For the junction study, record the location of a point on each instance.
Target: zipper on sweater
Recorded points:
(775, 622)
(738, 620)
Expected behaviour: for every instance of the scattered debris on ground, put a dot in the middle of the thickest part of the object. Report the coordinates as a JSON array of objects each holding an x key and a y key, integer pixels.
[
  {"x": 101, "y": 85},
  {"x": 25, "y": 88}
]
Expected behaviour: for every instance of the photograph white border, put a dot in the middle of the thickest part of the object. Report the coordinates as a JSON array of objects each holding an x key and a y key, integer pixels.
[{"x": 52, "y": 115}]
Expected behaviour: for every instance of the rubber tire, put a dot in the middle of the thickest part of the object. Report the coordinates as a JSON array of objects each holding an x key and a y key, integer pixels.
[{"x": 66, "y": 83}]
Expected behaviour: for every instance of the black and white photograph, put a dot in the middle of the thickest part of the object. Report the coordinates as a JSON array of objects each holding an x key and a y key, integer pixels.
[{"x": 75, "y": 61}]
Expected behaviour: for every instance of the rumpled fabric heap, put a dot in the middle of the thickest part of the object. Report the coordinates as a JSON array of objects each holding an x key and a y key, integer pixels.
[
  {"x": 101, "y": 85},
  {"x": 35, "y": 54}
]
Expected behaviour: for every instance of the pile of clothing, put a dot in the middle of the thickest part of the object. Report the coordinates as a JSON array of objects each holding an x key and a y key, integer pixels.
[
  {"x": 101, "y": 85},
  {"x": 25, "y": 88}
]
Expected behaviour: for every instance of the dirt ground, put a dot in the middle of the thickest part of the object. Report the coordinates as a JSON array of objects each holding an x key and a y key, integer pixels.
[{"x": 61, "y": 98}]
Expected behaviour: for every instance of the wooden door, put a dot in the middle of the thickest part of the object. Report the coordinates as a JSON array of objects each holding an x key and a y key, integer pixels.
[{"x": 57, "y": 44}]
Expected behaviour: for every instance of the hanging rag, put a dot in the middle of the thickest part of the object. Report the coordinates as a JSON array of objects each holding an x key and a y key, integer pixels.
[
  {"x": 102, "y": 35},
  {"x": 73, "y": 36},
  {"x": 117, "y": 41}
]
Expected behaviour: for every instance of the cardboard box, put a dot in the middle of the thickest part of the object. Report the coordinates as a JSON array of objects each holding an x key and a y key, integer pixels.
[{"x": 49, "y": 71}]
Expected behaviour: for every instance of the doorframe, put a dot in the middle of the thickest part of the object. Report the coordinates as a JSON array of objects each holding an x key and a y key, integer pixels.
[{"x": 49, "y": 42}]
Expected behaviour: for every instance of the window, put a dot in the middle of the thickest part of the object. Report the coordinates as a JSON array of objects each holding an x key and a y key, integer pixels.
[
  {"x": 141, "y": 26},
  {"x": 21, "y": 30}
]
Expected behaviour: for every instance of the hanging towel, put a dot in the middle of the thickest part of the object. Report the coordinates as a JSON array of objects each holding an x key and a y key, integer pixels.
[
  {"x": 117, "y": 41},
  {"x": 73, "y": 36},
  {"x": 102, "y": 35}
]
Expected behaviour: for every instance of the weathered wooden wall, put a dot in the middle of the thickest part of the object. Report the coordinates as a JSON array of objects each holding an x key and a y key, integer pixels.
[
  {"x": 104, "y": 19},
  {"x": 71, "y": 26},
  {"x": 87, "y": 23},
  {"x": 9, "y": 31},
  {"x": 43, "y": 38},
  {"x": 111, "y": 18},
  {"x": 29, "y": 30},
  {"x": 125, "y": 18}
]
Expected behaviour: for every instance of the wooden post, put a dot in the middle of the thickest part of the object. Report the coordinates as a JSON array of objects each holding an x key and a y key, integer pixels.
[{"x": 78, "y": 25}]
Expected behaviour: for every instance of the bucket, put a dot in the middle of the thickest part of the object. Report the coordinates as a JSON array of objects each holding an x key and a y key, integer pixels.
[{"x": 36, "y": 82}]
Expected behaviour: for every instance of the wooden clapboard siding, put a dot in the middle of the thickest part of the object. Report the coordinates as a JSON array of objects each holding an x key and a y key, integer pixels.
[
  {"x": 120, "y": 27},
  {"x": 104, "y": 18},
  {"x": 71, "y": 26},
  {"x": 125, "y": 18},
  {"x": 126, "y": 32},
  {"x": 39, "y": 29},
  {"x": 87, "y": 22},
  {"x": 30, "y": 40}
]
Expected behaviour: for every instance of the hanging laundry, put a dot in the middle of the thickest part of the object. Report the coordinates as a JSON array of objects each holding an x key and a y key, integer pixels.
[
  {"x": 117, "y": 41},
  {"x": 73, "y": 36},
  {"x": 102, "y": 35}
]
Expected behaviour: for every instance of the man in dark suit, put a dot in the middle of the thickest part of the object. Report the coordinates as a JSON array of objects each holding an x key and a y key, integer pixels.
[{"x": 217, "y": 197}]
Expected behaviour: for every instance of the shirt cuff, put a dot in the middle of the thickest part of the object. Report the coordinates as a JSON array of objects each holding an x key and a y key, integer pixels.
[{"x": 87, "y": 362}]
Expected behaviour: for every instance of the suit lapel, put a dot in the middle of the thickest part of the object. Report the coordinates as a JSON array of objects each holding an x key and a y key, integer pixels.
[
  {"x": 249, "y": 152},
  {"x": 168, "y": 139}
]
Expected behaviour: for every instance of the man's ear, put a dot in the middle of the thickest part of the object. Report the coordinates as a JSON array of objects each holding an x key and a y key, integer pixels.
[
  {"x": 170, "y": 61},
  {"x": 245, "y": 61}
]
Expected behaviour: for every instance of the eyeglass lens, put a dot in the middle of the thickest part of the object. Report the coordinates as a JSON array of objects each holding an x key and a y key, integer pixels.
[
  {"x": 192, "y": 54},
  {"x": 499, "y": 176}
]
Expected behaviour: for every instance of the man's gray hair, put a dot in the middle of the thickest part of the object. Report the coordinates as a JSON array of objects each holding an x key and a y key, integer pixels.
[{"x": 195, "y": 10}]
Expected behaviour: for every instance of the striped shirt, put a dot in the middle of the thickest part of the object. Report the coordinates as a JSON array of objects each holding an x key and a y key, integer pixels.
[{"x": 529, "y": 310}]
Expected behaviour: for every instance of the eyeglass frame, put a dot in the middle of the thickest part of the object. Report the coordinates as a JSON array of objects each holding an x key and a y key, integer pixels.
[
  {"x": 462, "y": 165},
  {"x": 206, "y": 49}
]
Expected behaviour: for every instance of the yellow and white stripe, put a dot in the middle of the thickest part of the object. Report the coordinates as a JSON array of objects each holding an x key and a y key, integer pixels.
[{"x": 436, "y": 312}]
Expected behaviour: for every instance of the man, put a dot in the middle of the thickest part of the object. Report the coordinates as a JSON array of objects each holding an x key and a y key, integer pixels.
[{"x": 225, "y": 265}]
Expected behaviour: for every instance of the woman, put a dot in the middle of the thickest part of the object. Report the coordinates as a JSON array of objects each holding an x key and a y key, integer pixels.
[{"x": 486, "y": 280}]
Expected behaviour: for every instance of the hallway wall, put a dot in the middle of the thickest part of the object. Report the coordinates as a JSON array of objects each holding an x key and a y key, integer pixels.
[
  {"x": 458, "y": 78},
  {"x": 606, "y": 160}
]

§ PROBLEM DESCRIPTION
From the line containing "Expected behaviour: for every instance of the woman, put" through the closing line of the material above, return every line exactly and omit all others.

§ RESPONSE BELOW
Expected behaviour: for every instance of the woman, put a dot in the middle of the thickest part of the object. Report the coordinates as a JSON array of objects each holding an x key and a y key, integer pixels.
[{"x": 486, "y": 280}]
Expected behaviour: for every instance of the hallway wall, put a dot in the middle of the thickest part of the object. Report the coordinates as a JSON array of objects each holding an x key and a y key, integer pixels.
[
  {"x": 458, "y": 78},
  {"x": 606, "y": 160}
]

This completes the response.